[Dataset records]
########
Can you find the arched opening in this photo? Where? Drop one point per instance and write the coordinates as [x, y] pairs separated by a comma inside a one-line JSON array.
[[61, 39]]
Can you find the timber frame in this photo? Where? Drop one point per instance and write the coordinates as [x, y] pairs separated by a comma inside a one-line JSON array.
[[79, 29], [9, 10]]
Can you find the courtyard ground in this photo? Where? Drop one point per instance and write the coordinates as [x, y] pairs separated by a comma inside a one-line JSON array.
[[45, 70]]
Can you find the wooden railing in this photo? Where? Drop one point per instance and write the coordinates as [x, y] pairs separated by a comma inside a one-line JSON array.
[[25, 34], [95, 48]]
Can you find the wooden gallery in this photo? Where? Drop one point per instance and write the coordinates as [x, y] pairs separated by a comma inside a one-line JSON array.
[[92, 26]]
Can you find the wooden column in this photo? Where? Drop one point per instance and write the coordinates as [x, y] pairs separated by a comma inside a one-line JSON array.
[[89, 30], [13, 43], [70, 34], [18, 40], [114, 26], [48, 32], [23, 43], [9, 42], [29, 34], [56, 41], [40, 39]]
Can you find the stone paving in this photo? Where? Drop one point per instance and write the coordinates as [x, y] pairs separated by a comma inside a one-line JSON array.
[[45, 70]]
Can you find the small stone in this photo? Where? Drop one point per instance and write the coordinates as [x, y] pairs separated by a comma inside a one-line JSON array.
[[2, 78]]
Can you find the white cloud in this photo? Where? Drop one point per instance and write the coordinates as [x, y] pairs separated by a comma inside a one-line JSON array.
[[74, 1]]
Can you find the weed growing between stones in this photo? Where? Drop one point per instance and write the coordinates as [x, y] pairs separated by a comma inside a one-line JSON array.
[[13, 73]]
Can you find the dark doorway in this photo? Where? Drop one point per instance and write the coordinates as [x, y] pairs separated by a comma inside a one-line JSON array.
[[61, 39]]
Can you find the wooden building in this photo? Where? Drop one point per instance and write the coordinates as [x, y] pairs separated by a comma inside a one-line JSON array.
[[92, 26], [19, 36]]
########
Goal:
Update the lines starting with the line that contains "Can you find the white" and continuing through the end of the records, changing "Drop" to "Place" and keeping everything else the same. Return only those updated lines.

Reply to the exercise:
Can you find the white cloud in this photo? Where? Place one point per instance and write the coordinates as [x, y] pairs separated by a comma inside a one-line JSON array.
[[74, 1]]
Can you find the weed growing between stones in this photo? Where? Place one point per instance and write the coordinates as [x, y] pairs separated by a comma inside a one-line JSON array.
[[13, 73]]
Can you find the dark doorway in this photo? Where? Place one point per instance and write the coordinates as [x, y] pairs separated by a comma inside a one-line JSON array.
[[61, 39]]
Can you find the wooden building in this photo? Where? Place one point per instance and write the coordinates as [x, y] pairs separated by a comma inside a one-line JSON array.
[[92, 26], [19, 36]]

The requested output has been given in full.